**What you will do:**
Identify each line in the items below that contains the word "hand", and copy those lines in full.
+++ Exercise data +++
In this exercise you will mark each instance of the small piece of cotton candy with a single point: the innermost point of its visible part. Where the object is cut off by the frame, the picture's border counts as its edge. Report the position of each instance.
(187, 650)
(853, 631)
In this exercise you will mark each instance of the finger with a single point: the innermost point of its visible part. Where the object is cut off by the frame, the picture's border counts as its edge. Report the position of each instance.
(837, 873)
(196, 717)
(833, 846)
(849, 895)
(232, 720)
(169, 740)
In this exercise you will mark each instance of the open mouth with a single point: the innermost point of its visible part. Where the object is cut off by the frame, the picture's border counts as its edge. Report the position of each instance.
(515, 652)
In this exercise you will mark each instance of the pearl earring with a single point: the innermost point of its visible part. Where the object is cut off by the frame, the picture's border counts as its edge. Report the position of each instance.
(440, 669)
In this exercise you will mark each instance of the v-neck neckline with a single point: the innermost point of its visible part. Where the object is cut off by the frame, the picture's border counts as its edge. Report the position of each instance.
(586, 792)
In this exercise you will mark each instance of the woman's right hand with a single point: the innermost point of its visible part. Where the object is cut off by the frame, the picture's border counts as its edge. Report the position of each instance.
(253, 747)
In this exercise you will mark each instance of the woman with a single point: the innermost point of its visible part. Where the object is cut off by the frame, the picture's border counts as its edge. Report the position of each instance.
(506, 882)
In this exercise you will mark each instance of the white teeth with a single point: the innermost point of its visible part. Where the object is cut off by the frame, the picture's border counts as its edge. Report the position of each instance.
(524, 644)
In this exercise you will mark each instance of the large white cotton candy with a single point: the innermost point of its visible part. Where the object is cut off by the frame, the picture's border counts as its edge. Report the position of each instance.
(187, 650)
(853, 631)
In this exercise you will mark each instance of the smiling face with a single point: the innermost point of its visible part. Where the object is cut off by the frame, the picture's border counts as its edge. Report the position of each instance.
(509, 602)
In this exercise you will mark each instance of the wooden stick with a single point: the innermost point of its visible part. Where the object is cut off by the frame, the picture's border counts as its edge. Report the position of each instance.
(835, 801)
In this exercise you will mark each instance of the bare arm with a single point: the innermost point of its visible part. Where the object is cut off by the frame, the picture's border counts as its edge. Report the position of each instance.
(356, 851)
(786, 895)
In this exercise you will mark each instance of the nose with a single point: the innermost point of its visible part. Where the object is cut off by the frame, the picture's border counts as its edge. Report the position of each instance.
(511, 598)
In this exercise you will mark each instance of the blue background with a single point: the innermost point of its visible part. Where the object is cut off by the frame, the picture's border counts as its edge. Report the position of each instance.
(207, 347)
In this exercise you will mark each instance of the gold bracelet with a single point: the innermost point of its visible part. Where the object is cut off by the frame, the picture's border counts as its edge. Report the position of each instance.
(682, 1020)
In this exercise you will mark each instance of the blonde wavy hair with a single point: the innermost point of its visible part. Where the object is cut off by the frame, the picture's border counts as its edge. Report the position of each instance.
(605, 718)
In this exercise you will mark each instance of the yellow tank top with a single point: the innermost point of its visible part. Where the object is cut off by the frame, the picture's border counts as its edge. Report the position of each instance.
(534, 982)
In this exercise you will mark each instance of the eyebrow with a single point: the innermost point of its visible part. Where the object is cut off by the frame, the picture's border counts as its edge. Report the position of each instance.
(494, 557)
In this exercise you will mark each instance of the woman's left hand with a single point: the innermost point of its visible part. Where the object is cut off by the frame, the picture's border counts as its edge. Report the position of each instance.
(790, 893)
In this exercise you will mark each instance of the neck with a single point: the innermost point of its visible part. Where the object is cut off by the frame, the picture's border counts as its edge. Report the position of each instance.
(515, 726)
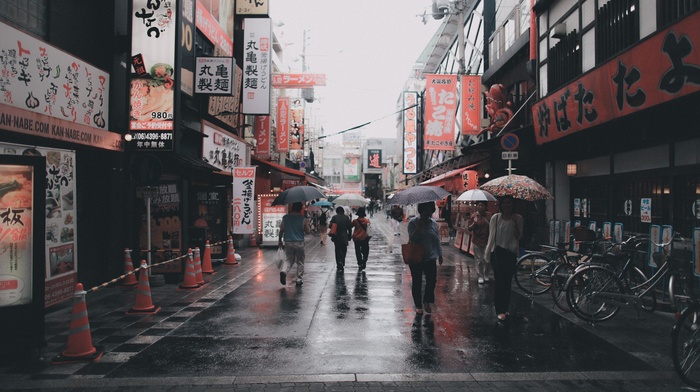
+++
**Output below:**
In this exercise you will mark each instance of the woman's right hand with a single point: the innermost point of its visible part. Where the object is cut off by the frame, the picture's border counts as its edge. Report the position of each instance.
In this exercise you will mark each instance of the woman's left hand with a single point: the innermost point of its visible part. Where the object is cut off by the frame, the picture's border counts as its edge. Report the position of each instance.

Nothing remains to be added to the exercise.